22 Februari 2017

Ibu Bekerja, Mereka yang Tersudutkan.


Sudah lima belas menit sejak pesawat meninggalkan landas pacu Bandara Internasional Soekarno Hatta. Mata yang mengantuk dan tubuh yang lelah akibat lembur mengerjakan presentasi untuk proyek ini selama beberapa hari membuat saya langsung tidur begitu duduk di kursi penumpang.


Tak seperti tiga perjalanan internasional sebelumnya, pagi ini saya berangkat terlalu terburu-buru untuk menikmati perjalanan. Mungkin karena mulai terbiasa, anak-anak juga hanya menggumam tak jelas saat dini hari tadi saya berpamitan. Mereka sudah menitipkan oleh-oleh dan foto tempat yang diinginkan semalam, ketika saya menge-pack barang. Hanya Ayah, suami tercinta yang mengantar hingga pintu keberangkatan. Bertahun-tahun bersamanya, satu hal yang tak pernah berubah adalah satu hal itu. Ia selalu terlihat kuatir tiap kali saya pergi sendirian dan mengantar hingga pintu keberangkatan.


Dengan mata mengantuk, saya melirik ke sebelah. Seorang wanita cantik berjilbab merah muda dengan motif bunga-bunga tampak tengah duduk tegak menatap keluar jendela. Sorot matanya begitu sedih. Seperti menyimpan sejuta masalah. Kantuk saya mendadak sirna. Saya menegakkan punggung, masih sambil memperhatikan wanita itu.

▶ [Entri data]

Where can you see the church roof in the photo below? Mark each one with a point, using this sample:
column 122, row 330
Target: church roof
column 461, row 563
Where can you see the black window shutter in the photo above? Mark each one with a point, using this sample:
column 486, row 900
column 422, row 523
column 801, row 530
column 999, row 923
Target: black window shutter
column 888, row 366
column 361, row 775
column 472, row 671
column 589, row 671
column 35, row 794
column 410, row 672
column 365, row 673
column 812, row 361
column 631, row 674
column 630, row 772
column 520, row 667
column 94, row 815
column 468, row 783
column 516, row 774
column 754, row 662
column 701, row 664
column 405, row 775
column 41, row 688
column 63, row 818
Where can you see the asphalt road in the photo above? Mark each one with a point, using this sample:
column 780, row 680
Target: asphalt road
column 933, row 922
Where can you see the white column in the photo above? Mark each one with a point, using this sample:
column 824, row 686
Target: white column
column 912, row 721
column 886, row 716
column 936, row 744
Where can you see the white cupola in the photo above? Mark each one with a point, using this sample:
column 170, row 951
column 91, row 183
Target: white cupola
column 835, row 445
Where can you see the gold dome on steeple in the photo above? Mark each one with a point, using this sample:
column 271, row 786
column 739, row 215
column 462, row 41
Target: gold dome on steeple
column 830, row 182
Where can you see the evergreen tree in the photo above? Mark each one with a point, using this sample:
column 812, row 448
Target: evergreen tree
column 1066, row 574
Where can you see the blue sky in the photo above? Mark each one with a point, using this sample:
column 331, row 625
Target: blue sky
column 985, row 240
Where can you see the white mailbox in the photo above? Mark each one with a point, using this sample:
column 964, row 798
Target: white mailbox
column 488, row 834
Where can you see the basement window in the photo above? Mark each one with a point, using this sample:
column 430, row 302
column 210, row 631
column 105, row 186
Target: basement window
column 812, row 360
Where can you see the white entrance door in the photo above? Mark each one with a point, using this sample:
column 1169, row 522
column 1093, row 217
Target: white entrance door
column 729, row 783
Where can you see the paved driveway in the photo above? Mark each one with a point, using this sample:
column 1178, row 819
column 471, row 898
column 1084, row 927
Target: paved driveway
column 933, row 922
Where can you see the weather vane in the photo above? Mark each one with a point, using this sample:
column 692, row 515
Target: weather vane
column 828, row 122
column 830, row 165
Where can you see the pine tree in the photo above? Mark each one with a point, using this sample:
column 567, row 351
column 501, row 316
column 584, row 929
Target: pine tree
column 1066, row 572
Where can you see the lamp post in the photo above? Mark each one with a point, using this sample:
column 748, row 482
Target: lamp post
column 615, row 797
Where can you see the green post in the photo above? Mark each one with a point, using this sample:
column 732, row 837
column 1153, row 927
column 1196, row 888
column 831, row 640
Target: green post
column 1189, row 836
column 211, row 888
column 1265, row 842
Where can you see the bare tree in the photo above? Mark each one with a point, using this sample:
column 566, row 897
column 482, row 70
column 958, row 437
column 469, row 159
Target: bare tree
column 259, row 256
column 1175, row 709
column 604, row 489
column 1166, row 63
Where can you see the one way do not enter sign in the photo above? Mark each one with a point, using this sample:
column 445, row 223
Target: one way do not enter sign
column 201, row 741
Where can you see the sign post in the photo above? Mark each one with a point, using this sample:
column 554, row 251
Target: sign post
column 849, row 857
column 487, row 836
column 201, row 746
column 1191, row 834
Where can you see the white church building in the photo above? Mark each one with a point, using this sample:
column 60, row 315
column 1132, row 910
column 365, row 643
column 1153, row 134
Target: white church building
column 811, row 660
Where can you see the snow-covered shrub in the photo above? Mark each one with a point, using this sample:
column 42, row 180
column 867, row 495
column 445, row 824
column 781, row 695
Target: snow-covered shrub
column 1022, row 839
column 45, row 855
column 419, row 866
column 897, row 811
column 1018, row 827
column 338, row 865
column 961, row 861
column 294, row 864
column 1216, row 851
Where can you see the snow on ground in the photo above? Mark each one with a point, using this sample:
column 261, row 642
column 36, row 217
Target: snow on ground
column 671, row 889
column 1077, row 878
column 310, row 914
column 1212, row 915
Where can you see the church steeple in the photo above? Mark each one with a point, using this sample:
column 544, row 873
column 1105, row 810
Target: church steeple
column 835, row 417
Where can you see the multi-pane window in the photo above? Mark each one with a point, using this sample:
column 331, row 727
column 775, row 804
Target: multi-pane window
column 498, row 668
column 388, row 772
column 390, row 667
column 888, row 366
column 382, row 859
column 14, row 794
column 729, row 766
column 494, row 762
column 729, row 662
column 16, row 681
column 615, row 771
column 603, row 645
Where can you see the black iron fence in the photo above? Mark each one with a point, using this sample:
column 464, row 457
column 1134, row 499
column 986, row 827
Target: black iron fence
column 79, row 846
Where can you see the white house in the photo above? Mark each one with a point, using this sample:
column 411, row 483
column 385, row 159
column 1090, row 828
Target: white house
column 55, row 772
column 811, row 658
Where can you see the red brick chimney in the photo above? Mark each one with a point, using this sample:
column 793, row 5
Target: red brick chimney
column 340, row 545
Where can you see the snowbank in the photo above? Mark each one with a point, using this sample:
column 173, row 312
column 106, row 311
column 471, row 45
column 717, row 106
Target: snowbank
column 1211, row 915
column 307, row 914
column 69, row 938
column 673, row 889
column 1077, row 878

▶ [Tugas] Salin dengan tepat seluruh bagian teks tentang ibu bekerja, mulai dari "Sudah lima belas" hingga "dan mengantar hingga pintu keberangkatan.". Daftar ini sama sekali tidak berperan di sini.

▶ [Jawaban tertulis]
Sudah lima belas menit sejak pesawat meninggalkan landas pacu Bandara Internasional Soekarno Hatta. Mata yang mengantuk dan tubuh yang lelah akibat lembur mengerjakan presentasi untuk proyek ini selama beberapa hari membuat saya langsung tidur begitu duduk di kursi penumpang.


Tak seperti tiga perjalanan internasional sebelumnya, pagi ini saya berangkat terlalu terburu-buru untuk menikmati perjalanan. Mungkin karena mulai terbiasa, anak-anak juga hanya menggumam tak jelas saat dini hari tadi saya berpamitan. Mereka sudah menitipkan oleh-oleh dan foto tempat yang diinginkan semalam, ketika saya menge-pack barang. Hanya Ayah, suami tercinta yang mengantar hingga pintu keberangkatan. Bertahun-tahun bersamanya, satu hal yang tak pernah berubah adalah satu hal itu. Ia selalu terlihat kuatir tiap kali saya pergi sendirian dan mengantar hingga pintu keberangkatan.